■ What you need to do
Beginning with the first line of the items and ending after the line that contains "<point>275,171</point>", express those lines as a numbered list, omitting any blank lines.

■ Supplied material
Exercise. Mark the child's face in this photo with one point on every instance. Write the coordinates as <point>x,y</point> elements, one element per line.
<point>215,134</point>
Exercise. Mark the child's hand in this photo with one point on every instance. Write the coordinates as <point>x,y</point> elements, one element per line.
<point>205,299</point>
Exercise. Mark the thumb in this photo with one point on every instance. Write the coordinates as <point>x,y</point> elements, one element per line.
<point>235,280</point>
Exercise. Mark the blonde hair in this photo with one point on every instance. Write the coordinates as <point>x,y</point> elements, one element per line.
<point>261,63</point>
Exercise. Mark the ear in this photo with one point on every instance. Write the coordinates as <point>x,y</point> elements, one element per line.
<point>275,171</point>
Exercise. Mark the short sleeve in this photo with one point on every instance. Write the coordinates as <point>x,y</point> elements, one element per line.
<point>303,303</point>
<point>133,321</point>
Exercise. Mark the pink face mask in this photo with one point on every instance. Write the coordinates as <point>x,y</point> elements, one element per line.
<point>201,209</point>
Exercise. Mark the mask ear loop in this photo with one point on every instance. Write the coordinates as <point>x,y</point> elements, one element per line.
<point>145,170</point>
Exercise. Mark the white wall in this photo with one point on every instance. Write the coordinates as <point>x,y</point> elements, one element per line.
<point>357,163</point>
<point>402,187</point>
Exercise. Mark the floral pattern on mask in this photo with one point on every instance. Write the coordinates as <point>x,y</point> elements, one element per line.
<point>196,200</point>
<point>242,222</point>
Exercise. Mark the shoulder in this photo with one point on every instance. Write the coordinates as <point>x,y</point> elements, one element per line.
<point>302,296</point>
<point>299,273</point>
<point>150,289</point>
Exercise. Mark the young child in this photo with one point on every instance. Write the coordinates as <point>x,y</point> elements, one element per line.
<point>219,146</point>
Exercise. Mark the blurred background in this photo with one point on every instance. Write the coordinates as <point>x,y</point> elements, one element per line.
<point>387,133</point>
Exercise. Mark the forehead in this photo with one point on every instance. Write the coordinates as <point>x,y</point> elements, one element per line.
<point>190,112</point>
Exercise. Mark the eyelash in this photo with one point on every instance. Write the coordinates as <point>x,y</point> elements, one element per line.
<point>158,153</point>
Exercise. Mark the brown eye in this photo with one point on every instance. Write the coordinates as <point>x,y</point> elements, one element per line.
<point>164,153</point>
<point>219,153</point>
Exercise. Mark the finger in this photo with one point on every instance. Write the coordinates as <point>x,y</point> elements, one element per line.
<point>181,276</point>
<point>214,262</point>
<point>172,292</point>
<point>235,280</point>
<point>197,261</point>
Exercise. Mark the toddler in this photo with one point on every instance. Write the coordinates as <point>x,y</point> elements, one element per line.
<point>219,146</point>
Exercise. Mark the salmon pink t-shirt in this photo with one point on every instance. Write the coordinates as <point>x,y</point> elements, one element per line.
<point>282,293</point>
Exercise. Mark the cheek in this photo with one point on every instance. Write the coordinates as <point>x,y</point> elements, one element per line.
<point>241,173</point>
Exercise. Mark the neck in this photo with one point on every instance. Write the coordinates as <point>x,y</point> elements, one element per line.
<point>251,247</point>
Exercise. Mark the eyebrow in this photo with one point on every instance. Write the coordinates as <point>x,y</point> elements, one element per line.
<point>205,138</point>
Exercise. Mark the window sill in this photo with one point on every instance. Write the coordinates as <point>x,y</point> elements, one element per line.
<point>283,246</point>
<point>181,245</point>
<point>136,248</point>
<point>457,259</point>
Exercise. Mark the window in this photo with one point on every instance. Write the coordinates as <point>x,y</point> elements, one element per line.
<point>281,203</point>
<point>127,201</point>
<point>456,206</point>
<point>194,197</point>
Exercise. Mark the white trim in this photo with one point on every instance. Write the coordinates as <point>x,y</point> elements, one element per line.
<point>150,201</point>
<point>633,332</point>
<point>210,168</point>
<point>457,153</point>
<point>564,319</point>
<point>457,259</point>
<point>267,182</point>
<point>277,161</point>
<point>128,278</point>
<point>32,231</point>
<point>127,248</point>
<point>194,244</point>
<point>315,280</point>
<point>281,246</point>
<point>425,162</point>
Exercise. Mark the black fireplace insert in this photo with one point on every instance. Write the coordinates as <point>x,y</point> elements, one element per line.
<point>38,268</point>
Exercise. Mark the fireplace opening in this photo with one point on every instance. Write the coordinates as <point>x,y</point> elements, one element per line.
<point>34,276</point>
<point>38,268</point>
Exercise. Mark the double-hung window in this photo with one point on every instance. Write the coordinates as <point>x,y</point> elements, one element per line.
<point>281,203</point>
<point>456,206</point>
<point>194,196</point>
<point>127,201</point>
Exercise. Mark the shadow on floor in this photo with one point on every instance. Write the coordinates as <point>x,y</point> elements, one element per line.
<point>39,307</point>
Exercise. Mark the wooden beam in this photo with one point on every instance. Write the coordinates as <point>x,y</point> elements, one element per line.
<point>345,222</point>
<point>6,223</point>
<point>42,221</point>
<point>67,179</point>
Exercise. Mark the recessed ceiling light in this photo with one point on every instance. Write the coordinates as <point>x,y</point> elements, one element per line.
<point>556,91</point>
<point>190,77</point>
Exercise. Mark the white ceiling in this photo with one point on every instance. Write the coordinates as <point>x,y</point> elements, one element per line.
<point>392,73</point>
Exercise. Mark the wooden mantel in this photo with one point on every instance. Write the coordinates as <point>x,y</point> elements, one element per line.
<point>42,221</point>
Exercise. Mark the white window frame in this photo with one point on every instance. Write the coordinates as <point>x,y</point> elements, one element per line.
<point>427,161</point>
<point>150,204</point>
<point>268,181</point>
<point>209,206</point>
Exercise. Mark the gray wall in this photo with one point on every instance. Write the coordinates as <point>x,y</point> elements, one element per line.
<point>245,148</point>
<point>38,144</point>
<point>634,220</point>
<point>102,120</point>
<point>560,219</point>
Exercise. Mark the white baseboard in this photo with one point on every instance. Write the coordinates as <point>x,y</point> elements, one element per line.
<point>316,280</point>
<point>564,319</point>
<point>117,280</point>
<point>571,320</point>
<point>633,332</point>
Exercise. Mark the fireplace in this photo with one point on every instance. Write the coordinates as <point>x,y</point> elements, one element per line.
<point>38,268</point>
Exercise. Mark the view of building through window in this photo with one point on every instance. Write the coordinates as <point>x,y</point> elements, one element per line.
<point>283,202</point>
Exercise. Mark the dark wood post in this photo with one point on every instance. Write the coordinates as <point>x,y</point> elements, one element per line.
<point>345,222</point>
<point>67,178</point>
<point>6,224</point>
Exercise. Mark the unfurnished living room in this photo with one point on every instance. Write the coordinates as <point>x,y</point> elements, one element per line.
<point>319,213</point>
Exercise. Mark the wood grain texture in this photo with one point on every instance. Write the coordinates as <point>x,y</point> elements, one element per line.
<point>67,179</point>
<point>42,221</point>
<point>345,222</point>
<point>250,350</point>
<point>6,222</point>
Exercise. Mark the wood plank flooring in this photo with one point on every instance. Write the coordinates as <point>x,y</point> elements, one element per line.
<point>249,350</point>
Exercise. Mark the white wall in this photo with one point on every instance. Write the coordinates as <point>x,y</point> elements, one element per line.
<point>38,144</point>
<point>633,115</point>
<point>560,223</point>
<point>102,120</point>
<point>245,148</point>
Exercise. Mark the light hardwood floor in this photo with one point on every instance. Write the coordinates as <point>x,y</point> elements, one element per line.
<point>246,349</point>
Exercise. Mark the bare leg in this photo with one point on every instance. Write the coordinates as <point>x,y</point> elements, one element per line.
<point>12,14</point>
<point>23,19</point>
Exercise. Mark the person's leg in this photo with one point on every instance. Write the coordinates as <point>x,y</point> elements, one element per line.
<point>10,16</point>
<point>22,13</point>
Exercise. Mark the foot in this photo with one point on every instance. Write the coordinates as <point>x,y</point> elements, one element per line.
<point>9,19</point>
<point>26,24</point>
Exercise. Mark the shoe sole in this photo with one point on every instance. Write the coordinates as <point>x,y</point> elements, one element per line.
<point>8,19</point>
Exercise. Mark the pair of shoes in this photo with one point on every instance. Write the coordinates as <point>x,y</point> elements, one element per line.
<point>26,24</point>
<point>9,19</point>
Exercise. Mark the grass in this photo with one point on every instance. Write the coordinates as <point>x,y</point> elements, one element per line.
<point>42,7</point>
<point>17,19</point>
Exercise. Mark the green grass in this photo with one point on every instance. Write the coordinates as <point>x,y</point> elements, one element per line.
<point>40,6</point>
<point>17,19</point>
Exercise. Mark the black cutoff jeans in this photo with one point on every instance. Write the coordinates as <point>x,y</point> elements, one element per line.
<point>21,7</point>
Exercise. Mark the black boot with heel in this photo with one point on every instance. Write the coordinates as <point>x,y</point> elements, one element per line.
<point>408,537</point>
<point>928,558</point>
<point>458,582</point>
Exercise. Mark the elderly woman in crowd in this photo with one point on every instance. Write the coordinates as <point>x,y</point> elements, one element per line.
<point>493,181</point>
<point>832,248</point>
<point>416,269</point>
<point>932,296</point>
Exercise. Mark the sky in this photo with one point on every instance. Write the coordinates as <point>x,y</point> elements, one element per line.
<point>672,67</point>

■ Result of this task
1. Exercise. Mark the child's face in this photo with one point on every instance. Write the coordinates as <point>x,y</point> elements, one element per line.
2. <point>215,134</point>
3. Exercise. Mark the child's hand in this photo with one point on every instance. Write the coordinates as <point>x,y</point> elements, one element per line.
4. <point>205,299</point>
5. Exercise. Mark the thumb in this photo with one point on every instance. Write the coordinates as <point>x,y</point> elements, one element per line.
6. <point>235,280</point>
7. Exercise. Mark the blonde hair in this photo with one point on every instance. Write the coordinates as <point>x,y</point> elements, one element per line.
8. <point>261,63</point>
9. Exercise. Mark the ear in this photo with one point on every instance. Write the coordinates as <point>x,y</point> elements, one element per line.
10. <point>275,171</point>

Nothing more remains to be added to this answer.